Task prompt
Copy out every line of the material below without altering a single character.
======== Given data ========
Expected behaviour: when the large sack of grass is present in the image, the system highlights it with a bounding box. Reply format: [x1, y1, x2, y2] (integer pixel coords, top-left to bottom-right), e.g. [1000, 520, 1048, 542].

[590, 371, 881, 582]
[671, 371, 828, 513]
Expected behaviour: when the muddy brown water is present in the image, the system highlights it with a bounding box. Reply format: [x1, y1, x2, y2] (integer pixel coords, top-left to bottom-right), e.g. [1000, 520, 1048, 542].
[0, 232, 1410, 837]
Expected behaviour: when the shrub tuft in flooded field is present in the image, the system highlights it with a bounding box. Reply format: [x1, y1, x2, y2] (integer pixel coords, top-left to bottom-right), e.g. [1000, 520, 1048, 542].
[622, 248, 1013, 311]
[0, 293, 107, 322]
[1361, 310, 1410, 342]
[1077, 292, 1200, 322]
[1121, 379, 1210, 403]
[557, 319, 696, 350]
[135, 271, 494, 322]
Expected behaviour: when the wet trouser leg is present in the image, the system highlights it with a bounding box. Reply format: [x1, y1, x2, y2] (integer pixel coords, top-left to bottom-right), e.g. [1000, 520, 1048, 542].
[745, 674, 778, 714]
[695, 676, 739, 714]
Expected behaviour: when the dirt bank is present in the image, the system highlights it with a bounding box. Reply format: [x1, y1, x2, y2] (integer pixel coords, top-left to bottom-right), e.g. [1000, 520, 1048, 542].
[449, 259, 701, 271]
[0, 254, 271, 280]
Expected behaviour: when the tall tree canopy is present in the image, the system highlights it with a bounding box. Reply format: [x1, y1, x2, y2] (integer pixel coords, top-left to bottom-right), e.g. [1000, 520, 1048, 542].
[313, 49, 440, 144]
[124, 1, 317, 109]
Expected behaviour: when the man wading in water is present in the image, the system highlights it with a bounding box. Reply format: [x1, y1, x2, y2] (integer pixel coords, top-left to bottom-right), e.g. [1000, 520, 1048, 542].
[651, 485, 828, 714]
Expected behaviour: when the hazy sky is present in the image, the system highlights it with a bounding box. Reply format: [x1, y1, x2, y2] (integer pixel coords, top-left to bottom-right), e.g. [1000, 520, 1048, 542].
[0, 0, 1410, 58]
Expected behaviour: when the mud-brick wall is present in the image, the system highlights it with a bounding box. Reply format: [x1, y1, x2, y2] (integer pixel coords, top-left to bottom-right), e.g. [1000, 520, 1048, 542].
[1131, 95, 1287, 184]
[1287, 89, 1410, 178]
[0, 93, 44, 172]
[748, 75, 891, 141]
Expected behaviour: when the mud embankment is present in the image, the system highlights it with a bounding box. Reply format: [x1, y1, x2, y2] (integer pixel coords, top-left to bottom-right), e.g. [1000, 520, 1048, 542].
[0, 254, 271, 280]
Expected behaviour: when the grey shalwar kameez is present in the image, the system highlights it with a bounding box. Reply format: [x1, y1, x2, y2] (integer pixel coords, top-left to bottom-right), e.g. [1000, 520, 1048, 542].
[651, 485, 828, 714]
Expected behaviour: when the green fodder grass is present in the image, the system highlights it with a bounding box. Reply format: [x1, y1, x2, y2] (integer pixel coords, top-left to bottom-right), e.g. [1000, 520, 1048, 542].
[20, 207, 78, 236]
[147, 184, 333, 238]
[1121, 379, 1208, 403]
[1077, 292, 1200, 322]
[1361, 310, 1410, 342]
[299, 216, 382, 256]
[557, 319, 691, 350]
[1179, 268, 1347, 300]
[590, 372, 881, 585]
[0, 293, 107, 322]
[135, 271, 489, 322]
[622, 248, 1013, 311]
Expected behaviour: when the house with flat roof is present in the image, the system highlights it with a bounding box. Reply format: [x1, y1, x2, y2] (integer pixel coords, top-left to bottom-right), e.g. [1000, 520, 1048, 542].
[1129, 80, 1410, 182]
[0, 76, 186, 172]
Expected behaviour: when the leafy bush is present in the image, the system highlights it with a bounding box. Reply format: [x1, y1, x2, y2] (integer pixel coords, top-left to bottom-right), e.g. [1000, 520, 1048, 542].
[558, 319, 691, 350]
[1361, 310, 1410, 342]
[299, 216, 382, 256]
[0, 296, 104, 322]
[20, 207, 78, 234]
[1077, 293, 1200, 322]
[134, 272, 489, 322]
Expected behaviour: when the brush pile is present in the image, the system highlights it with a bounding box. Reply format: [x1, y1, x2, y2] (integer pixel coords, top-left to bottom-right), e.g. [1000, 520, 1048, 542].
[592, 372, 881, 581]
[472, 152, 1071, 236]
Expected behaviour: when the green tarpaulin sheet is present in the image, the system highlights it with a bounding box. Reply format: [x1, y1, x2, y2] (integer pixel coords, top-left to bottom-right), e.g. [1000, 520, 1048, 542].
========
Written solution
Expected behaviour: when the large sack of grass is present in the image, the system highlights it with a bounding box. Reply format: [x1, y1, x2, y2] (integer pixel coords, top-left to bottom-right), e.g. [1000, 520, 1048, 542].

[590, 371, 881, 582]
[671, 371, 828, 513]
Expected behaviour: when the muddy brown water is present in the image, the system highlights it with a bounding box. Reply format: [x1, y1, x2, y2] (integer pixel coords, top-left to bottom-right), e.g. [1000, 520, 1048, 542].
[0, 232, 1410, 837]
Expected behaviour: when the shrub tuft in flooded field is present in the image, the system highlights it with a bounding box. Reply format: [x1, y1, x2, y2] (integer pixel coords, top-left to bottom-right), e.g. [1000, 520, 1048, 542].
[622, 248, 1013, 311]
[0, 293, 107, 322]
[1361, 310, 1410, 342]
[1077, 292, 1200, 322]
[1121, 379, 1210, 403]
[557, 319, 696, 350]
[135, 271, 494, 322]
Expected behaviour: when the wet trouser leg is present in the image, the system highlights it with a bounding box. Reply format: [x1, y1, x2, y2] (integer pixel coords, top-left to bottom-right), e.g. [1000, 520, 1048, 542].
[745, 674, 778, 714]
[695, 676, 739, 714]
Expected behaviour: when the dirt bank is present in the image, the system highlights it with a bounding box. Reply format: [x1, y1, x2, y2] (integer pixel coords, top-left to bottom-right), e.g. [1000, 520, 1048, 542].
[449, 259, 701, 271]
[0, 254, 271, 280]
Expected behaviour: when the tall tree canopy is present in the image, the system highlights it with a bounding box. Reply format: [x1, y1, x2, y2] (integer pixel coords, top-left to bottom-right), e.g. [1000, 520, 1048, 542].
[313, 49, 440, 144]
[124, 1, 317, 109]
Expected behaviour: when the man wading in water is present in the image, the system highlights it with a bounding box. Reply format: [x1, y1, x2, y2] (integer pixel coords, top-left to bottom-right), e.g. [1000, 520, 1048, 542].
[651, 485, 828, 714]
Expected behaviour: when the hazy sky is present in the image, the system highlights it with a bounding box. Reply format: [x1, y1, x2, y2] (integer pixel coords, top-left to bottom-right), e.g. [1000, 520, 1048, 542].
[0, 0, 1410, 58]
Expected behaviour: when the mud-brick wall is present in the image, the system highlights it with a bounding box. Reply format: [x1, y1, x2, y2] (integer pixel coords, top-left to bottom-right), e.g. [1000, 520, 1048, 542].
[1131, 95, 1287, 184]
[1287, 89, 1410, 178]
[0, 93, 44, 172]
[748, 75, 891, 141]
Expected behaviour: when the mud embankment is present in the image, the system highlights it with a bounding box. Reply format: [x1, y1, x2, y2] (integer pixel coords, top-left to bottom-right), e.g. [1000, 520, 1048, 542].
[0, 254, 271, 280]
Expected behaviour: when the grey shalwar kameez is present in the image, the system highlights it with a bounding box. Reply format: [x1, y1, x2, y2] (integer pixel coords, top-left to bottom-right), e.g. [1000, 520, 1048, 542].
[651, 485, 828, 714]
Expected behaviour: when the green fodder grass is present in the image, the system highlights it with a bounding box. Reply format: [x1, y1, x2, y2] (integer pixel coords, top-left to bottom-right), e.g. [1000, 520, 1048, 542].
[20, 207, 78, 236]
[147, 184, 333, 238]
[1121, 379, 1208, 403]
[1077, 292, 1200, 322]
[1361, 310, 1410, 342]
[299, 216, 382, 256]
[557, 319, 691, 350]
[1179, 268, 1347, 300]
[590, 372, 881, 585]
[0, 293, 107, 322]
[135, 271, 489, 322]
[622, 248, 1013, 311]
Expected behaviour: when the house with flat roof is present in the image, the system highlights it with a bounding box. Reply format: [x1, y1, x2, y2] (integer pixel coords, top-left to bottom-right), e.g. [1000, 520, 1048, 542].
[1129, 80, 1410, 182]
[0, 76, 186, 172]
Expected behaviour: when the leafy bush is present in the image, the system highlights it with a bounding box. Reply format: [x1, y1, x2, y2] (integer pixel coords, top-left to bottom-right), e.g. [1000, 520, 1048, 542].
[558, 319, 691, 350]
[1361, 310, 1410, 342]
[299, 216, 382, 256]
[0, 296, 104, 322]
[20, 207, 78, 234]
[1077, 293, 1200, 322]
[134, 272, 489, 322]
Expected behaviour: when the brush pile is present in the image, the system highlights it with a bounding box. Reply format: [x1, y1, x2, y2] (integer pixel coords, top-left to bottom-right), e.g. [1000, 520, 1048, 542].
[592, 372, 881, 581]
[472, 152, 1071, 236]
Expected behaviour: when the green tarpaulin sheet is present in the image, the system highlights it with a bounding box. Reply format: [x1, y1, x2, y2] (integer pixel coords, top-left to bottom-right), e.g. [1000, 520, 1048, 542].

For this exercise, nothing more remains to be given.